Excerpt:
Grief.

I am not convinced that Blogging while grieving is a good idea. There is a strong possibility that I will look at this post in a day or so and say, “Oh. Um. Right. Hmmmm. I’ll just be deleting that in a hurry!” cough.

Apparently, ‘writing things down’ is supposed to be good ‘therapy’. I don’t know that it is when you are already a writer. Ahh, but I will try it anyway because, right now, I am really feeling this grief and if writing about it ends up alleviating some of it? Well, I’m all for giving it a try! Nothing else has worked so far.

Regular readers of this blog of mine already know what is happening for me right now. Those of you who know me personally know a little more than the ‘casual reader’ does. You already know the reasons why I am expecting myself to stay strong.

And you already know that I am beating myself up because I consider my sudden inability to deal with shit as a sign of weakness. I consider it a failure on my part; a character flaw that has decided to present itself now, of all times!

Until I suddenly realised that I am grieving more than one significant loss right now. Any of these losses on their own would be enough to knock the average person about a bit, but it took more than one to knock me about. And, in some sick kind of way, that actually makes me feel slightly better. I don’t feel like I’ve let myself down as much as I did before that realisation just hit me.

Information supplied:
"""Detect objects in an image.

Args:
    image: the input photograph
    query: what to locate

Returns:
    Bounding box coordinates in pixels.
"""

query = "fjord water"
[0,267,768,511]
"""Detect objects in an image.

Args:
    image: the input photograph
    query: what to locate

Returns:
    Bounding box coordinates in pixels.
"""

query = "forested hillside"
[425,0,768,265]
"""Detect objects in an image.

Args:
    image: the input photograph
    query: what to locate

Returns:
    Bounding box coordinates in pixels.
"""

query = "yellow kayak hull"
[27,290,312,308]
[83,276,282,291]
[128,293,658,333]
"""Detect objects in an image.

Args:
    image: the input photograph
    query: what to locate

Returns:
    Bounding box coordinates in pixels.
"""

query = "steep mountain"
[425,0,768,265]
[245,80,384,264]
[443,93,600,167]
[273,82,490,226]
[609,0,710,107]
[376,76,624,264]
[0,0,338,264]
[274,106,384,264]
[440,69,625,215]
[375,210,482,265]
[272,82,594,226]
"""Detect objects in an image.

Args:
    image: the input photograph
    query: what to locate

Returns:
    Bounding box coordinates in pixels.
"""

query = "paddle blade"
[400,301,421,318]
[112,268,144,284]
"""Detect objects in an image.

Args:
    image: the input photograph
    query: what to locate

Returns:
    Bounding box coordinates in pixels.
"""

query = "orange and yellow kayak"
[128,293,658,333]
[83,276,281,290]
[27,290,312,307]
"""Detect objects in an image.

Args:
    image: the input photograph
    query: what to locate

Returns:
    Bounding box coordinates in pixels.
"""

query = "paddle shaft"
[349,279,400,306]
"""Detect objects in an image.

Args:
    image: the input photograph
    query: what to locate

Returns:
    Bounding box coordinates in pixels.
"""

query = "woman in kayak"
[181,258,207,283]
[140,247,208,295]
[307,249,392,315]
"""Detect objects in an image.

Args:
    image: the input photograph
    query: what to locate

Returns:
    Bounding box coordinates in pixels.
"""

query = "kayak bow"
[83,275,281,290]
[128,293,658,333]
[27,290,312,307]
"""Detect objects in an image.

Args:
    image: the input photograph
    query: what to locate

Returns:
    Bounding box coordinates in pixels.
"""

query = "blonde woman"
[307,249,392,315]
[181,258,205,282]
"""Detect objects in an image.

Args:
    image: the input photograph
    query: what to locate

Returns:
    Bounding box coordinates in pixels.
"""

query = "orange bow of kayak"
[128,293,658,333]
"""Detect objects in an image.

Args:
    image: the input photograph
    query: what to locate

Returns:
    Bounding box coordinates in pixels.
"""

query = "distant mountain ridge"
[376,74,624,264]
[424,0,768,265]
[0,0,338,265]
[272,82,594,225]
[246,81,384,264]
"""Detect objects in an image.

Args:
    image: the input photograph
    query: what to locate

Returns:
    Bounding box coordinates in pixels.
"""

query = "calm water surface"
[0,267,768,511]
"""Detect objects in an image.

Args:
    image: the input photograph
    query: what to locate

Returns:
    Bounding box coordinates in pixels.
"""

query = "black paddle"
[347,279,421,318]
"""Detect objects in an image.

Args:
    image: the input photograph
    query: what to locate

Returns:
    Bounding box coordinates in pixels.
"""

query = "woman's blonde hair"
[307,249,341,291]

Exercise instructions:
**A)** Answer these questions about the blog post on grief:
(i) According to the post, what is writing things down supposed to be good for?
(ii) What does the writer consider a sudden inability to deal with things a sign of?
(iii) What did the writer suddenly realize?
**B)** Write what comes next in the blog post on grief, picking up after its final paragraph.

Responses in order:
**A)**
(i) Therapy.
(ii) Weakness.
(iii) That the writer is grieving more than one significant loss right now.

**B)**
A Demon told me recently that “Grief is selfish”. That Demon was right. It is not selfish in a bad way, which the Demon also pointed out. It is just selfish in as much as we are mourning our own loss; what we no longer have. And, no, before you start worrying about my current mental health, I will tell you outright that I am not saying that I just raised a Supernatural Being in order to get some answers! Demons come in many shapes and sizes and some of them do more than a passingly good job of being human, but a Demon is a Demon, nonetheless.

And I am being selfish right now. I am hurting over what I have already lost, and what I am losing now.

And, do you know what? I feel better already, because I can see what an absolute TOOL I am being right now!

Hmmm… Maybe this therapy stuff does work?